### Source material

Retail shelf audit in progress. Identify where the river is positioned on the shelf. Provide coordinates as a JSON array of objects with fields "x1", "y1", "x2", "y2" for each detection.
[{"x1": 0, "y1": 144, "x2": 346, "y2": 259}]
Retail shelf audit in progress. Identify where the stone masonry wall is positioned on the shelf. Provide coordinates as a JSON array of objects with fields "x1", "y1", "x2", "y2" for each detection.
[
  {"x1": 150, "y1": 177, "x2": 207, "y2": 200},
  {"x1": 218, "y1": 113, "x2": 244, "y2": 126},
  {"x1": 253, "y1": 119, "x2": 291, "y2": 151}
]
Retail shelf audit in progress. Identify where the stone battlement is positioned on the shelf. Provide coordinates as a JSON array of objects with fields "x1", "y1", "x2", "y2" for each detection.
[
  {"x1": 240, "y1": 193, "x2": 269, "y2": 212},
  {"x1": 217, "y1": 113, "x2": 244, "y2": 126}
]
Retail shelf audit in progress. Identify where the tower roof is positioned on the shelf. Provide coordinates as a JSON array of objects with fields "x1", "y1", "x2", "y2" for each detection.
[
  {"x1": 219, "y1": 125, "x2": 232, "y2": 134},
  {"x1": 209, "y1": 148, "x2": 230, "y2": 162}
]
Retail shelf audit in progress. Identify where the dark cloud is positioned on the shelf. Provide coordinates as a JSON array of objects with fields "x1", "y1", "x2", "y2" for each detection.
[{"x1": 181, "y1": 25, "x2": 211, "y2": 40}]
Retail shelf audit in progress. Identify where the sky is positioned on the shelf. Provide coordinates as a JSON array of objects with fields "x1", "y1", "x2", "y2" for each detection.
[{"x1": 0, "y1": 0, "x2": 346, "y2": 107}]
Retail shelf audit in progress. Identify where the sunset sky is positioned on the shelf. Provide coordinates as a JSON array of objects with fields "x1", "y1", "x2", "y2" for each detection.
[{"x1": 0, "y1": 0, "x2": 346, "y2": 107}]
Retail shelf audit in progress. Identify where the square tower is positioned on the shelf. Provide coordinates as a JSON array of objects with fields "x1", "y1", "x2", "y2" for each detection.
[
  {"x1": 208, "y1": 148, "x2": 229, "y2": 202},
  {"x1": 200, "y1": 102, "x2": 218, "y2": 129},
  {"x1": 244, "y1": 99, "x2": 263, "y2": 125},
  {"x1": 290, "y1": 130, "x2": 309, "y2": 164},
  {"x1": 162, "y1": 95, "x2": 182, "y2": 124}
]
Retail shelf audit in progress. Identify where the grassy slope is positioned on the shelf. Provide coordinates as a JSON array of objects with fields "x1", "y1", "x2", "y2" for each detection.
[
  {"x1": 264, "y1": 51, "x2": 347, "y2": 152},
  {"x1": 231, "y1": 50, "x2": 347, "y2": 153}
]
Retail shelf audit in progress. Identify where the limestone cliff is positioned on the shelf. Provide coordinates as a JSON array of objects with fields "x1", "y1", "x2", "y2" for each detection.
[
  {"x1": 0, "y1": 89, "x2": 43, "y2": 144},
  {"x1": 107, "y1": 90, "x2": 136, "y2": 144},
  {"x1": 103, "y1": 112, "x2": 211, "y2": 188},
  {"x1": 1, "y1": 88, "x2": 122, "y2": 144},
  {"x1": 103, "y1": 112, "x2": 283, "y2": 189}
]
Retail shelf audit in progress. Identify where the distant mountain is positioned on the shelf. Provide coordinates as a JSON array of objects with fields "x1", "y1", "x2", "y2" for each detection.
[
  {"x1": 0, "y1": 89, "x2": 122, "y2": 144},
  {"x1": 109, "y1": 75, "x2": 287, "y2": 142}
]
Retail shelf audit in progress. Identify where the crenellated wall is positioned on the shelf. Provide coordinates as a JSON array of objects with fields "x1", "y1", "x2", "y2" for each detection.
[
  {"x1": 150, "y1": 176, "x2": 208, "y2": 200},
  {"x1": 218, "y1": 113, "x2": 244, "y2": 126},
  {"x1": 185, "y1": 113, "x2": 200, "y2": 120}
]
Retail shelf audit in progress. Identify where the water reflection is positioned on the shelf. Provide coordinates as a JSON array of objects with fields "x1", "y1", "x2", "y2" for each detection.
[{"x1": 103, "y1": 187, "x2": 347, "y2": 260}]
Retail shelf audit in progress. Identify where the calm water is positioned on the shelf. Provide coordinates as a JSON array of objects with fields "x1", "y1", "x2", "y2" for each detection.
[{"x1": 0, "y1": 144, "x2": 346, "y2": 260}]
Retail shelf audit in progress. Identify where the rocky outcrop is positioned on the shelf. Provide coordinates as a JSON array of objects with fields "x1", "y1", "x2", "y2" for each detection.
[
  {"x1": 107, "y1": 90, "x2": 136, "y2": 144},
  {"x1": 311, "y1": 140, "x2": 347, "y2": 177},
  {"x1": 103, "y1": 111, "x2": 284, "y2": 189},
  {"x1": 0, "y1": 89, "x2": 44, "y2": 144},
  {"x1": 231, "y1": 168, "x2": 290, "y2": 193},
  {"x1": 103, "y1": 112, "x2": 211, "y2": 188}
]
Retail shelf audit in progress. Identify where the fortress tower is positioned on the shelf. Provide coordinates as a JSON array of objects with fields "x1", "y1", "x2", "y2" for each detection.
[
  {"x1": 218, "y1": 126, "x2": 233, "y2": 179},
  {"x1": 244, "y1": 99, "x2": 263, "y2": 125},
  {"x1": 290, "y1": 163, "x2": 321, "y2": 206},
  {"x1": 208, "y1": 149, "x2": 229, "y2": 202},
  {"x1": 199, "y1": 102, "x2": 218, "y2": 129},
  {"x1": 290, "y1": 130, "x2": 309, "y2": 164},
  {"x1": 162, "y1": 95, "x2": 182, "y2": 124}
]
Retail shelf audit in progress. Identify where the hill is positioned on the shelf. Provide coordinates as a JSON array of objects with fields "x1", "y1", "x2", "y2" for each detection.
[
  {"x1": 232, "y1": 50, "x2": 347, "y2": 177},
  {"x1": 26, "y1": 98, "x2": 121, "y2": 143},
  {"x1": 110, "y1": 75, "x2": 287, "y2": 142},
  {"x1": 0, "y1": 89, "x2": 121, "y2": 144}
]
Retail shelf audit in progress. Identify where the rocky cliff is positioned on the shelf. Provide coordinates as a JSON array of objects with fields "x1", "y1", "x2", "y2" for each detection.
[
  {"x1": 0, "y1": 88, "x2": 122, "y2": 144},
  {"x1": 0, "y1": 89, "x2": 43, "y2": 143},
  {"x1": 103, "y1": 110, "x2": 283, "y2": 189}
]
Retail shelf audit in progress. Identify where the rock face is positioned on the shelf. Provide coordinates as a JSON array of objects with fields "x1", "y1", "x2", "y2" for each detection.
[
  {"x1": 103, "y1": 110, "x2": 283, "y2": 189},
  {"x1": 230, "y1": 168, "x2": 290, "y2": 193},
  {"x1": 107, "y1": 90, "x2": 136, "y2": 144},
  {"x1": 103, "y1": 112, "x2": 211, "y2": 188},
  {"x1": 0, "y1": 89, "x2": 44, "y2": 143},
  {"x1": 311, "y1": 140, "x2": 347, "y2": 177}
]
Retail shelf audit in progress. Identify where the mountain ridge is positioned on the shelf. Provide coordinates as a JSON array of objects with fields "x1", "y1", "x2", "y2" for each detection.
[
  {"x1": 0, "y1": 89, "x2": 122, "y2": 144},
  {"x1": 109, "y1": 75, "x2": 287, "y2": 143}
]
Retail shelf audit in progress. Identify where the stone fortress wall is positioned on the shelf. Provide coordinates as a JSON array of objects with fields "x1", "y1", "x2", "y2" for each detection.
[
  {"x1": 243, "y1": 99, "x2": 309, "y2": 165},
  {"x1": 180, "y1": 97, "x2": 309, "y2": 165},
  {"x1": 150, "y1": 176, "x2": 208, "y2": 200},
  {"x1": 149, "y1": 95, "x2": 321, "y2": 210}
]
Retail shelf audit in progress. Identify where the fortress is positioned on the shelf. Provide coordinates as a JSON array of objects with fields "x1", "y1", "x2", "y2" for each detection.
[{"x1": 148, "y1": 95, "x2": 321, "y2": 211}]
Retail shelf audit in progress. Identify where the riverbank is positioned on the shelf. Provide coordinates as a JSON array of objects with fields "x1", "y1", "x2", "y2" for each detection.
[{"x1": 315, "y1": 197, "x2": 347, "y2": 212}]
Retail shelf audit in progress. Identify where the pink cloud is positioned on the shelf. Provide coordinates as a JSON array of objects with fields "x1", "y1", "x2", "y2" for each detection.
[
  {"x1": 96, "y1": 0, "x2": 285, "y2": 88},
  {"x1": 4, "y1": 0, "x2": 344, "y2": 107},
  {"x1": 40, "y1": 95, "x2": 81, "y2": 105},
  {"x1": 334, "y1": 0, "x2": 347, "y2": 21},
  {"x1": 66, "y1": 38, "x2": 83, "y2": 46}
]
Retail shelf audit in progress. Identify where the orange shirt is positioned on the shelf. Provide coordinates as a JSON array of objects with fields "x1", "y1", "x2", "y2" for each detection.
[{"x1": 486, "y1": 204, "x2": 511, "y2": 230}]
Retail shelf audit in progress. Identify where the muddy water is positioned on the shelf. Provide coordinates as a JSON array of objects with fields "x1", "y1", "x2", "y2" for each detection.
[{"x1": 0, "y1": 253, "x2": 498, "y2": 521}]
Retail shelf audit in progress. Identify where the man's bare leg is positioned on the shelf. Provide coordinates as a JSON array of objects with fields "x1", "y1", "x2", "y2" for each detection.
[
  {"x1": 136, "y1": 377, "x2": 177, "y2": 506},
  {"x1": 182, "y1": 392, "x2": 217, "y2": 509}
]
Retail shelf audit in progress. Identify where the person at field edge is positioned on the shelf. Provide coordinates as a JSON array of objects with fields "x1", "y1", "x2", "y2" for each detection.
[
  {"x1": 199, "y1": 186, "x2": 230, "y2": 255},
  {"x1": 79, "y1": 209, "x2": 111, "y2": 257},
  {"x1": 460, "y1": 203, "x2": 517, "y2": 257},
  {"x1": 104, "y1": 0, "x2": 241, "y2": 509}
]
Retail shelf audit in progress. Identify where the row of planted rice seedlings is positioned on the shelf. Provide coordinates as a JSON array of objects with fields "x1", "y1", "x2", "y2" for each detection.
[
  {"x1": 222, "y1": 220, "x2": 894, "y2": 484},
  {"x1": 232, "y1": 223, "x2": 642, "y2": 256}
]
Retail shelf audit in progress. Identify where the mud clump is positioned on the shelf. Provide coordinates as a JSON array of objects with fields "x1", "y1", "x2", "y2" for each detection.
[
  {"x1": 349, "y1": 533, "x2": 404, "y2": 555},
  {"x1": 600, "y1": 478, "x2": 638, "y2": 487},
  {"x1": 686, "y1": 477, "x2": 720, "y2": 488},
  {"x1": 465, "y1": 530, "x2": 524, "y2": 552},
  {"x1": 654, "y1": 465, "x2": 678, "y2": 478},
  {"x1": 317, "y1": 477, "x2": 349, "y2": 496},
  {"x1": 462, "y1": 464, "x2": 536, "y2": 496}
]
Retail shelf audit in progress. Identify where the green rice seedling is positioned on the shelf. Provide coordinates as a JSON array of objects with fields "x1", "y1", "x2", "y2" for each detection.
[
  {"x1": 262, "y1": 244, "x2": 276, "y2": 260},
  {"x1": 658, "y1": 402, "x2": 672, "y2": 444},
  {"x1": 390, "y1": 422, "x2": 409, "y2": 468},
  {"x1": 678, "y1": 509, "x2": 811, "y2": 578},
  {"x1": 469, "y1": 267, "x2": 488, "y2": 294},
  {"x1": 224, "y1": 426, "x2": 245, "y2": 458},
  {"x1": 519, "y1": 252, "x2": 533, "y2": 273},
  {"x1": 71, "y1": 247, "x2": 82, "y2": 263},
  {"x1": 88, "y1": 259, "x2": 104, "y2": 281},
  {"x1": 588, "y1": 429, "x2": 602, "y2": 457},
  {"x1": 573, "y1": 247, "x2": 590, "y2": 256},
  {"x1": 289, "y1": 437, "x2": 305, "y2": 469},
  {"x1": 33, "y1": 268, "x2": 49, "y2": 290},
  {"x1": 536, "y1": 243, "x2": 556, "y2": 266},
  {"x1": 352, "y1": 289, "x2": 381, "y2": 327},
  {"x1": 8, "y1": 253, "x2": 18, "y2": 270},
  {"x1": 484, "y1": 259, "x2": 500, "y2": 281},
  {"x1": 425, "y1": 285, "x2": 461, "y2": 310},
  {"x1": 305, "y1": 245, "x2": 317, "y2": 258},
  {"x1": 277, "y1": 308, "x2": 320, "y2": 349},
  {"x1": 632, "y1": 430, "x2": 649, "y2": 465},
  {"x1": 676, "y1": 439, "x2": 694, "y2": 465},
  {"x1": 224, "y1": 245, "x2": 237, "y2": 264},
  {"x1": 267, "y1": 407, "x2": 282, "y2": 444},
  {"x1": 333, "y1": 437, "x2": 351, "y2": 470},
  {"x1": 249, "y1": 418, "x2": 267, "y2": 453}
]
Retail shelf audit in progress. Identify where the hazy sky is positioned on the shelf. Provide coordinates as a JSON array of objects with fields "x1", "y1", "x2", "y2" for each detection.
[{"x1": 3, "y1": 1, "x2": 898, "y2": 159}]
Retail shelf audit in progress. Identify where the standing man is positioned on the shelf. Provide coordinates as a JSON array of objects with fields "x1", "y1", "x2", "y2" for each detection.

######

_Your instructions_
Retype the lines of the material from the one containing "Retail shelf audit in progress. Identify where the hazy" through the last line, exactly, and give no other lines.

_Written response_
Retail shelf audit in progress. Identify where the hazy sky is positioned on the shelf. Provide coordinates as a JSON array of objects with fields "x1", "y1", "x2", "y2" for each detection.
[{"x1": 3, "y1": 1, "x2": 898, "y2": 159}]
Retail shelf audit in progress. Identify where the standing man is positioned on the shelf. Provide coordinates as a JSON array of objects with fields "x1", "y1", "x2", "y2" for each detection.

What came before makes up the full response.